■ **TASK DETAILS**: Go through the records, and copy each line in which the string "sleeve" is present.

##############################

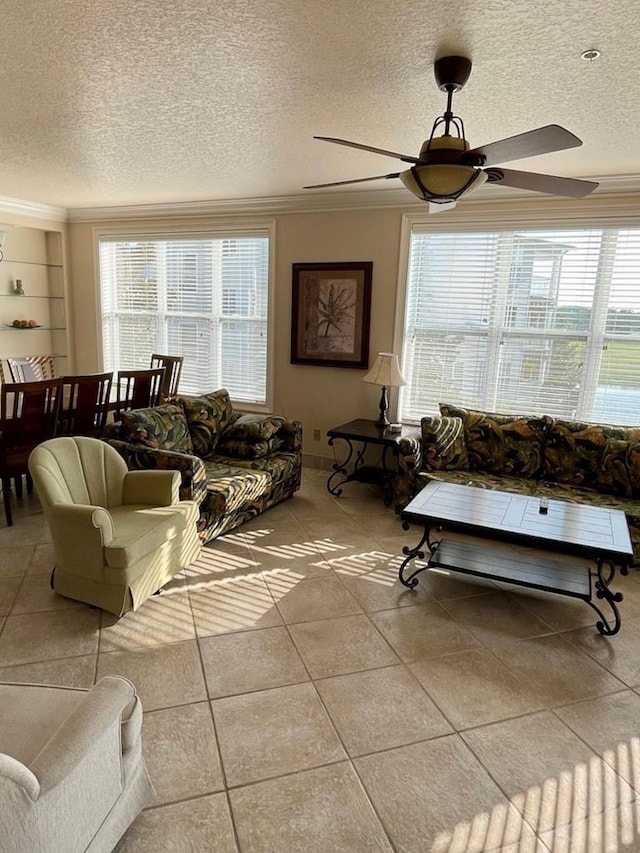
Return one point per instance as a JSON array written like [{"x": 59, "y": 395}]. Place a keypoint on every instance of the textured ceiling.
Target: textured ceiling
[{"x": 111, "y": 102}]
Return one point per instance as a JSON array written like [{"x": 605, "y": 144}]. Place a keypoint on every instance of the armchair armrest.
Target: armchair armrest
[
  {"x": 156, "y": 488},
  {"x": 410, "y": 454},
  {"x": 102, "y": 707},
  {"x": 90, "y": 524},
  {"x": 193, "y": 486},
  {"x": 406, "y": 482},
  {"x": 11, "y": 768},
  {"x": 291, "y": 433}
]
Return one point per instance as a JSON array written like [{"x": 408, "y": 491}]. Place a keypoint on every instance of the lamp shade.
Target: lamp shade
[{"x": 385, "y": 371}]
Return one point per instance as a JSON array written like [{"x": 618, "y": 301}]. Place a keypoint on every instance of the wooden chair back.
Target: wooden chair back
[
  {"x": 172, "y": 369},
  {"x": 85, "y": 404},
  {"x": 138, "y": 389},
  {"x": 28, "y": 416}
]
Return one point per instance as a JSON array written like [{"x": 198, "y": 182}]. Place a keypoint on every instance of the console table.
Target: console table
[
  {"x": 364, "y": 433},
  {"x": 598, "y": 534}
]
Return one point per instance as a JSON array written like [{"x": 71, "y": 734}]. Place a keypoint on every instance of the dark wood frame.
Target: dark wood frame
[{"x": 352, "y": 314}]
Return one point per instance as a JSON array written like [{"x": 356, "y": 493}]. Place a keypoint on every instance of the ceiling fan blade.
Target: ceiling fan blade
[
  {"x": 543, "y": 140},
  {"x": 406, "y": 158},
  {"x": 434, "y": 207},
  {"x": 552, "y": 184},
  {"x": 355, "y": 181}
]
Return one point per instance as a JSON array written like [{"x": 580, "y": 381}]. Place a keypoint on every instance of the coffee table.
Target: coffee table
[{"x": 552, "y": 527}]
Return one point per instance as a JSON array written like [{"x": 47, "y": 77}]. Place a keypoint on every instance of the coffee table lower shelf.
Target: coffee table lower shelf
[{"x": 537, "y": 570}]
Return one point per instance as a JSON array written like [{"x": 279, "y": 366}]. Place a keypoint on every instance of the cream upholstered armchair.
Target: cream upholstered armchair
[
  {"x": 118, "y": 535},
  {"x": 72, "y": 775}
]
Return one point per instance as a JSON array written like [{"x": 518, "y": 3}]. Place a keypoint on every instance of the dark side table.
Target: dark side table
[{"x": 364, "y": 433}]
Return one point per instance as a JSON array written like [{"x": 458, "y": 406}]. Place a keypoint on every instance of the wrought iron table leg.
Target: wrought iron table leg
[
  {"x": 603, "y": 579},
  {"x": 415, "y": 553},
  {"x": 339, "y": 470}
]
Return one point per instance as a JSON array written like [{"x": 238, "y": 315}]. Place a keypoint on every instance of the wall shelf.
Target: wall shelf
[{"x": 34, "y": 257}]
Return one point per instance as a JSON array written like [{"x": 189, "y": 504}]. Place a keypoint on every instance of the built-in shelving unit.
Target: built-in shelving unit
[{"x": 33, "y": 257}]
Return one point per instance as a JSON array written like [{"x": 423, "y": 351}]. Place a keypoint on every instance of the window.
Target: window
[
  {"x": 533, "y": 321},
  {"x": 203, "y": 297}
]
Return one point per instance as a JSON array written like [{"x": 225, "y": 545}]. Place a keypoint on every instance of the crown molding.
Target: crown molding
[
  {"x": 32, "y": 209},
  {"x": 398, "y": 197}
]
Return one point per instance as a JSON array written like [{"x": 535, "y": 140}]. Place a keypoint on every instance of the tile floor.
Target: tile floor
[{"x": 298, "y": 698}]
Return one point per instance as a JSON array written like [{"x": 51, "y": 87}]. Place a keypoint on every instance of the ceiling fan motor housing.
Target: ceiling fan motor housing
[
  {"x": 451, "y": 72},
  {"x": 442, "y": 183}
]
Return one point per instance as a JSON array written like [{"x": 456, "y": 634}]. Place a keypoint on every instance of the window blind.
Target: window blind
[
  {"x": 205, "y": 298},
  {"x": 533, "y": 321}
]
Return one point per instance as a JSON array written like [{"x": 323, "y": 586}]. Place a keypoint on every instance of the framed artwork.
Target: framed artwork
[{"x": 330, "y": 314}]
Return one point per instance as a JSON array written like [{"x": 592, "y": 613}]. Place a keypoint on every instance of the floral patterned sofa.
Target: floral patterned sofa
[
  {"x": 234, "y": 465},
  {"x": 533, "y": 455}
]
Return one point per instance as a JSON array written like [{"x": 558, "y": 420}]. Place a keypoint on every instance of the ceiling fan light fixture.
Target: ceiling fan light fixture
[{"x": 442, "y": 183}]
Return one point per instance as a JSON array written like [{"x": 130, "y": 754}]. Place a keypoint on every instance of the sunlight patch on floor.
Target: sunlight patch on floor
[{"x": 230, "y": 604}]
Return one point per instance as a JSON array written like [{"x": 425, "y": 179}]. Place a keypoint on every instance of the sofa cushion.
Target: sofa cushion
[
  {"x": 574, "y": 451},
  {"x": 506, "y": 445},
  {"x": 160, "y": 427},
  {"x": 207, "y": 416},
  {"x": 443, "y": 444},
  {"x": 620, "y": 470},
  {"x": 252, "y": 427},
  {"x": 252, "y": 449}
]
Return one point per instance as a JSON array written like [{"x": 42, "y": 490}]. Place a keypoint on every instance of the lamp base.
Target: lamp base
[{"x": 383, "y": 420}]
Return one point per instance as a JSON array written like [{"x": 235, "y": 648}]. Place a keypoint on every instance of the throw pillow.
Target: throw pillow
[
  {"x": 252, "y": 427},
  {"x": 443, "y": 444},
  {"x": 207, "y": 417},
  {"x": 506, "y": 445},
  {"x": 160, "y": 427},
  {"x": 620, "y": 471},
  {"x": 574, "y": 451}
]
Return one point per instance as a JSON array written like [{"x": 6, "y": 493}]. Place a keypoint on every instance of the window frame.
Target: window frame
[
  {"x": 617, "y": 210},
  {"x": 214, "y": 230}
]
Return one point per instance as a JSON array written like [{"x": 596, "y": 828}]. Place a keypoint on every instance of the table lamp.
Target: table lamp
[{"x": 385, "y": 372}]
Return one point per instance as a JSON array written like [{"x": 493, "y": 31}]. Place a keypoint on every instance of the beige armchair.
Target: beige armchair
[
  {"x": 118, "y": 535},
  {"x": 72, "y": 776}
]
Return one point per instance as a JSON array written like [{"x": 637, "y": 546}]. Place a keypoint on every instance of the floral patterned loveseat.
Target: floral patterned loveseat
[
  {"x": 533, "y": 455},
  {"x": 234, "y": 465}
]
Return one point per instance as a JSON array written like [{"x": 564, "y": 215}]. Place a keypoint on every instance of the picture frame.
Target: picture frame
[{"x": 331, "y": 313}]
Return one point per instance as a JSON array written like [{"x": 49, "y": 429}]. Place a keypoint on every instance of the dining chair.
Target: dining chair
[
  {"x": 172, "y": 369},
  {"x": 138, "y": 389},
  {"x": 84, "y": 404},
  {"x": 28, "y": 416}
]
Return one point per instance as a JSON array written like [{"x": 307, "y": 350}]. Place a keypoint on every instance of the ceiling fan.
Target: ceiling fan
[{"x": 447, "y": 168}]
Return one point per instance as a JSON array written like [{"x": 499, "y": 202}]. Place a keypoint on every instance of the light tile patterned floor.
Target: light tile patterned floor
[{"x": 298, "y": 698}]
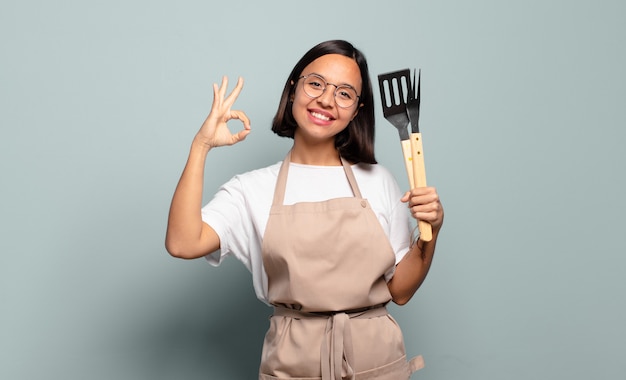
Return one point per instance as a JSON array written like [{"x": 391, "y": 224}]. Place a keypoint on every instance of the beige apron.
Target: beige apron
[{"x": 325, "y": 263}]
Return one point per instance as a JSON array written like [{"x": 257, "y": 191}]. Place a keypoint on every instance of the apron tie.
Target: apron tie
[{"x": 337, "y": 353}]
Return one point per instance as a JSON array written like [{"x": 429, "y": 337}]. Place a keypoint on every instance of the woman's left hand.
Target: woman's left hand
[{"x": 424, "y": 204}]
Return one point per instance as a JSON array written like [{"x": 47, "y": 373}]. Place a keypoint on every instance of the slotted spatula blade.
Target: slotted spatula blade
[{"x": 393, "y": 89}]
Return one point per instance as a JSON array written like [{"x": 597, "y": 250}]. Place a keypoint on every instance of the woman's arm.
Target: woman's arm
[
  {"x": 412, "y": 269},
  {"x": 187, "y": 235}
]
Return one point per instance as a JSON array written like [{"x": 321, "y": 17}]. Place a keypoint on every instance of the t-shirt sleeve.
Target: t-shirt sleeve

##############################

■ **ANSWER**:
Return one point per instance as a JSON array written like [{"x": 321, "y": 17}]. Place a keypoint on every instance of the t-shirt sleeve.
Target: t-shirt sleeve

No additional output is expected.